Deutsche Börse – Leveraging AWS For Rapid Infrastructure Evolution

Deutsche Börse – Leveraging AWS For Rapid Infrastructure Evolution

Abstract

Client: The Deutsche Börse, Market Data and Services Business Groups

Project Dates:  January, 2017 through January, 2018

Technology Solutions Used:

 

  • AWS Cloud Hosting
  • Docker Swarm: orchestration framework
  • Redis: in-memory cache
  • Confluent Kafka: scalable replay log
  • TICK: monitoring framework
  • Greylog: log aggregation
  • Jenkins: CI/CD pipeline

Summary: Leveraging AWS, we empowered our client with the automation and tools needed to rapidly create and test a production-scale on-demand infrastructure within a very tight deadline to support MIFID2 regulations.

Given the extreme time pressure that we were under to deliver a mission-critical platform, together with Risk Focus’ we decided to use AWS for Development, QA, and UAT which proved to be the right move, allowing us to hit the ground running. The Risk Focus team created a strong partnership with my team to deliver the project.

§ Problems to solve
**A)** In the Deutsche Börse case study, what were the start and end dates of the project?
**B)** Name each technology solution listed in the Deutsche Börse case study.

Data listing
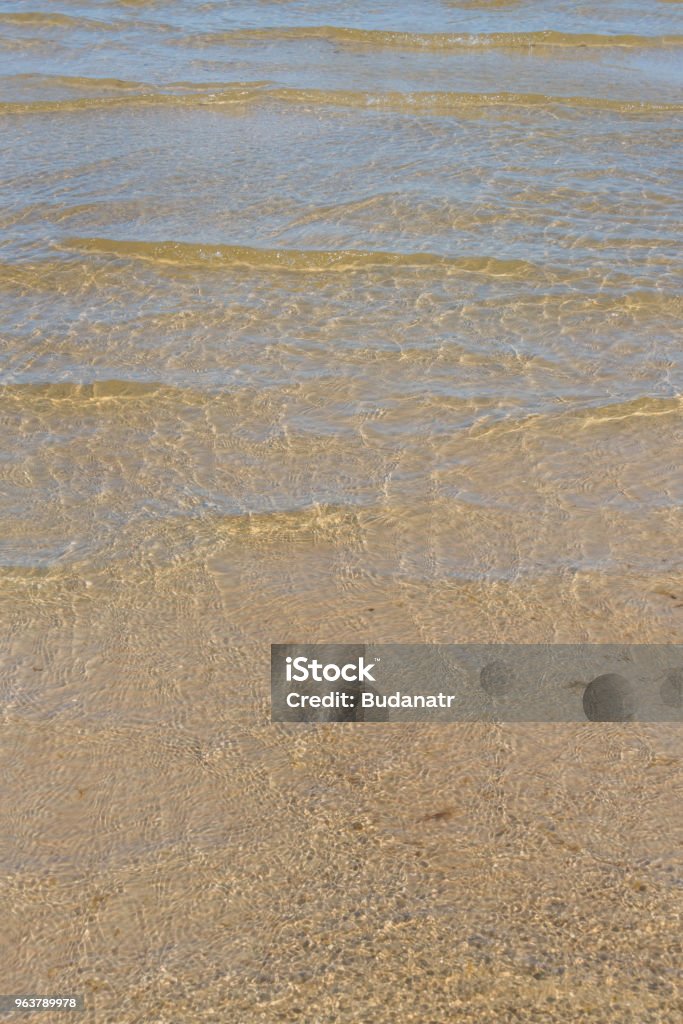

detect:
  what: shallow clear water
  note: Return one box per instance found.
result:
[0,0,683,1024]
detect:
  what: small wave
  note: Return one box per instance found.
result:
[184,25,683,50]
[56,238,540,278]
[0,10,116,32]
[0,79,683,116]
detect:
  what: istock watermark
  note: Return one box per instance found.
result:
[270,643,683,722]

§ Answers
**A)** January 2017 through January 2018.

**B)** AWS Cloud Hosting, Docker Swarm, Redis, Confluent Kafka, TICK, Greylog, Jenkins